● Excerpt to read
━━━━━━━━━━━━━━━━━━━━━━━━━━━━━━
Saturday, September 17, 2011

Missing My Big, Strong Boys

Yesterday, I was missing my boys even more than usual.

I decided to mow the lawn as a favor to my husband, because he's been traveling so much for his job lately and I didn't want him to have to spend too much time today worrying about yard work. It's a Saturday in the fall, and days like this should be dedicated almost entirely to watching college football (my husband's passion). And it goes without saying that any work would definitely have to be done in time for the kick-off of the Notre Dame v. Michigan State game. No two ways about that. The grass can wait. The Notre Dame game cannot.

As I was pushing the mower around our large front yard, I grew nostalgic for the days when we had a bunch of big, strong boys to perform this service for us. They were our mowers, our rakers, and our shovelers--and now, all of those jobs will have to be done by a couple of creaky old fifty-somethings. People like to talk about all the freedom and spare time empty-nesters have; they don't tell them that a lot of that spare time will be spent doing yard work that their kids used to do!

Here is a picture of my husband teaching our youngest son, who was just shy of eight years old, how to use a lawnmower for the very first time. Dad always got the boys out there, in their safety goggles, when they were fairly young, and he spent a great deal of time teaching them how to operate the machine safely. While they were newbies, they would only be responsible for a small, rectangular patch of grass in the center of the yard; but eventually, they grew old enough and strong enough to do the edges and maneuver the lawnmower around trees, gardens, and other obstacles--and that's when the load became a lot lighter for us. When son #1 was learning, my husband left him the rectangle; when son #2 started, the oldest left the rectangle for his younger brother; and so on down the line, with my husband personally overseeing the newest recruit's training. He was a very good and patient teacher, and his efforts paid off: his sons became very efficient mowers.
━━━━━━━━━━━━━━━━━━━━━━━━━━━━━━
● Data for review
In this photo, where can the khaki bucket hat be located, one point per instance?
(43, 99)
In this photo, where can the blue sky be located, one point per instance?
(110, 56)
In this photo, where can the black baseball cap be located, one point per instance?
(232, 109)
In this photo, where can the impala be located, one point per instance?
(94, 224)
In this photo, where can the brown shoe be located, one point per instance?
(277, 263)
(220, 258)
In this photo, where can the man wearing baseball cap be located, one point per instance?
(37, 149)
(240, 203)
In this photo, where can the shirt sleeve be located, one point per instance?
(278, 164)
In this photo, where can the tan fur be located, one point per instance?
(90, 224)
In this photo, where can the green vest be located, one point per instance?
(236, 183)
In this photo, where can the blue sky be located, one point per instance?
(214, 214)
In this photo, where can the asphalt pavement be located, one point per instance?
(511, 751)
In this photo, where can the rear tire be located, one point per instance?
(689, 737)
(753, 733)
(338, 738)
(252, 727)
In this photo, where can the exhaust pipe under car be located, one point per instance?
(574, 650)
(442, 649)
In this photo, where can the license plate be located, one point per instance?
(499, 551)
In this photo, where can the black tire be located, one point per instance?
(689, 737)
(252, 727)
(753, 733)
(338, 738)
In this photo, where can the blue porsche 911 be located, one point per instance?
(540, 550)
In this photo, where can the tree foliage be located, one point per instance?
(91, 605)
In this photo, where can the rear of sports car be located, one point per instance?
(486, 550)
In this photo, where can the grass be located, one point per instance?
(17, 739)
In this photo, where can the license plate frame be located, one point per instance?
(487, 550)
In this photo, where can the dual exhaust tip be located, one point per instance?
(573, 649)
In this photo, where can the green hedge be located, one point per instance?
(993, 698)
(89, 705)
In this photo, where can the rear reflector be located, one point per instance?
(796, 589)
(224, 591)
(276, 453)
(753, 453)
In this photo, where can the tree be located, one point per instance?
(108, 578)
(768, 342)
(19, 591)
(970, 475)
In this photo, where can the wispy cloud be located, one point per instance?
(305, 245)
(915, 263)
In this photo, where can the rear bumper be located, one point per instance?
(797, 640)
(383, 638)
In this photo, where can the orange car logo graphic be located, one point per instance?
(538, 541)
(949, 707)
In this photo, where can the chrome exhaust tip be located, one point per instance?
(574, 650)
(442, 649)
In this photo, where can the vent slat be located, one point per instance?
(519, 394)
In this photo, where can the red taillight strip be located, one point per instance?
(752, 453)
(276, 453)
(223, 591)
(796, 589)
━━━━━━━━━━━━━━━━━━━━━━━━━━━━━━
● Study questions
A) Translate this sentence from the post about mowing the lawn into Spanish: "He was a very good and patient teacher, and his efforts paid off: his sons became very efficient mowers."
B) According to the post about mowing the lawn, what were the three yard-work roles the boys used to fill?
C) Using the post about mowing the lawn, explain why the writer decided to mow the lawn herself.
The rows are separate material from the post about mowing the lawn.

● Solutions in order
A) Era un maestro muy bueno y paciente, y sus esfuerzos dieron fruto: sus hijos se convirtieron en cortadores de césped muy eficientes.

B) Mowers, rakers, and shovelers.

C) She mowed it as a favor to her husband. He had been traveling a lot for his job lately, and she didn't want him to spend too much of his Saturday worrying about yard work.